▸ **Exercise objective**: Where does the string "positive" appear in the records? Copy every line that contains it.

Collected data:
══════
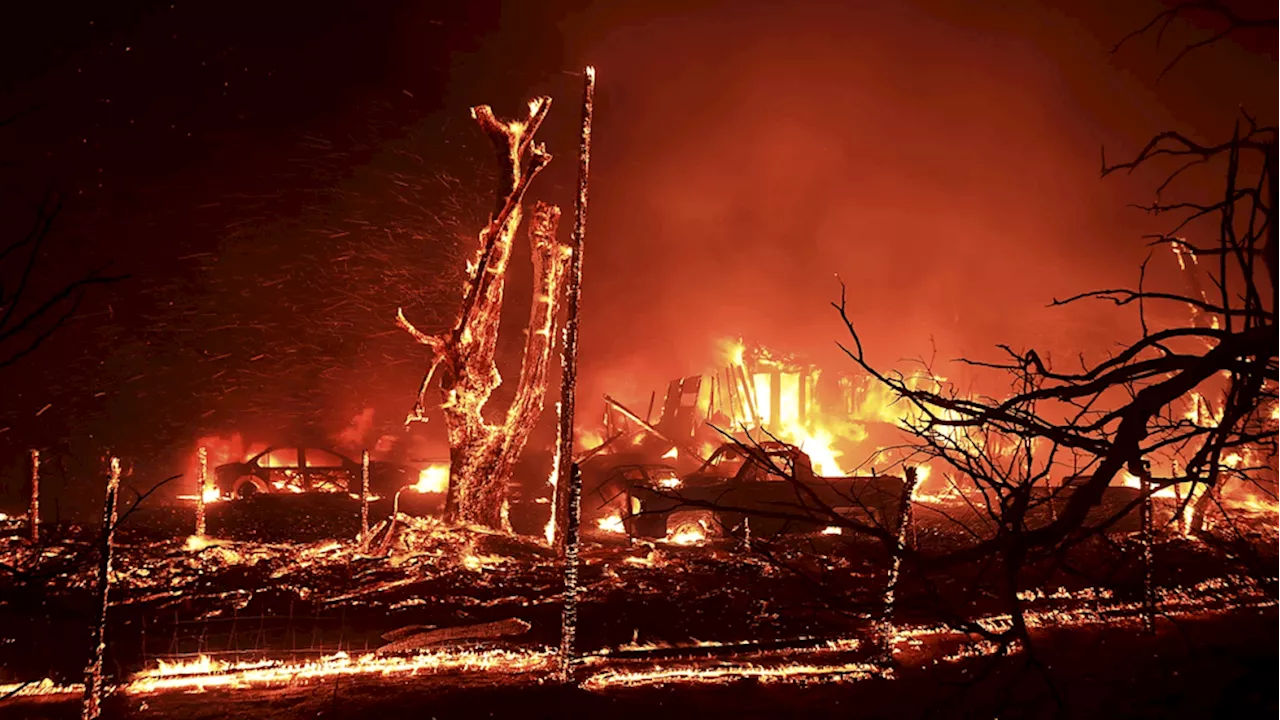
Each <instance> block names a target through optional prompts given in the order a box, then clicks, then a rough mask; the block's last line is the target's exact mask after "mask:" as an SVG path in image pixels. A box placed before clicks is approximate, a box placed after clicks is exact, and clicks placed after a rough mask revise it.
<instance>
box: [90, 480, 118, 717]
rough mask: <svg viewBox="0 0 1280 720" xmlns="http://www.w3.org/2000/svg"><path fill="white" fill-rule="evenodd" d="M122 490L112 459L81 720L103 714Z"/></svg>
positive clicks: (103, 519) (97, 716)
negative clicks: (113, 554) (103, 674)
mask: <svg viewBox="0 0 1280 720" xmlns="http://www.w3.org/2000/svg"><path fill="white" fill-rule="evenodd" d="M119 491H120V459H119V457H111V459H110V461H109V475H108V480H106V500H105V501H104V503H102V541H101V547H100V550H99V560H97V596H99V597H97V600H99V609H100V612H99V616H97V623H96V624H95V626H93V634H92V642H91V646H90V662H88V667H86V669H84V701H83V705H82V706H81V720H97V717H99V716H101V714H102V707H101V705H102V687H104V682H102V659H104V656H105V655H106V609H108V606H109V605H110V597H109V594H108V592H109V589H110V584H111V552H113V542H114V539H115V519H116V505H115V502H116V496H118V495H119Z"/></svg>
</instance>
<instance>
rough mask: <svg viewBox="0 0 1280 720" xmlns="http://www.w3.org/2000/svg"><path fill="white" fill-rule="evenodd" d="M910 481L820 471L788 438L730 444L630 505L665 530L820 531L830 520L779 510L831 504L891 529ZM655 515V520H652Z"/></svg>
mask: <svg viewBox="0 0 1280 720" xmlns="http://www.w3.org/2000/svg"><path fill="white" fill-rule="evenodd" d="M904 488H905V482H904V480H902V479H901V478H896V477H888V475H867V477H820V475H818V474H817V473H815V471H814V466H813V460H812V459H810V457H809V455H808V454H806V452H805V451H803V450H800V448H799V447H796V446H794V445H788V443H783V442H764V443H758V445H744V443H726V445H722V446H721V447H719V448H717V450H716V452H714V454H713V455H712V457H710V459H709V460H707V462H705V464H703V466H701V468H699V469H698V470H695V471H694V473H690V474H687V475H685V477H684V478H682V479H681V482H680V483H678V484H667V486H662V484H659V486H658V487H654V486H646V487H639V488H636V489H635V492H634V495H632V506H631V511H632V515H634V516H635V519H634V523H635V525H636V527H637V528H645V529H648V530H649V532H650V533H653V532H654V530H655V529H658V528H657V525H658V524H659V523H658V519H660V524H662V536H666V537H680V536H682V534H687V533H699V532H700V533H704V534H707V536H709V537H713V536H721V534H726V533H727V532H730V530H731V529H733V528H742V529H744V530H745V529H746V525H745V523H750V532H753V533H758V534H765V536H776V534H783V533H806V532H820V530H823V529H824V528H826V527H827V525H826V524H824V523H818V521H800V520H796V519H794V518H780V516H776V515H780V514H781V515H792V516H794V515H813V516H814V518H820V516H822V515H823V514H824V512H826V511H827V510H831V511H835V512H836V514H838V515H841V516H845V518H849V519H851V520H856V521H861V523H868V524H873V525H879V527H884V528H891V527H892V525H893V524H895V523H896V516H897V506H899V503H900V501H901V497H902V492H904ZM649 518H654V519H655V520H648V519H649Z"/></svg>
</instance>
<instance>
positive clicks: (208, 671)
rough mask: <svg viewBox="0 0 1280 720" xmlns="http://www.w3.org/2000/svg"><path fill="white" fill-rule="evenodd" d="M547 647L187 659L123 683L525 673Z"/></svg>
══════
▸ **Answer space**:
positive clicks: (103, 519) (97, 716)
positive clicks: (208, 671)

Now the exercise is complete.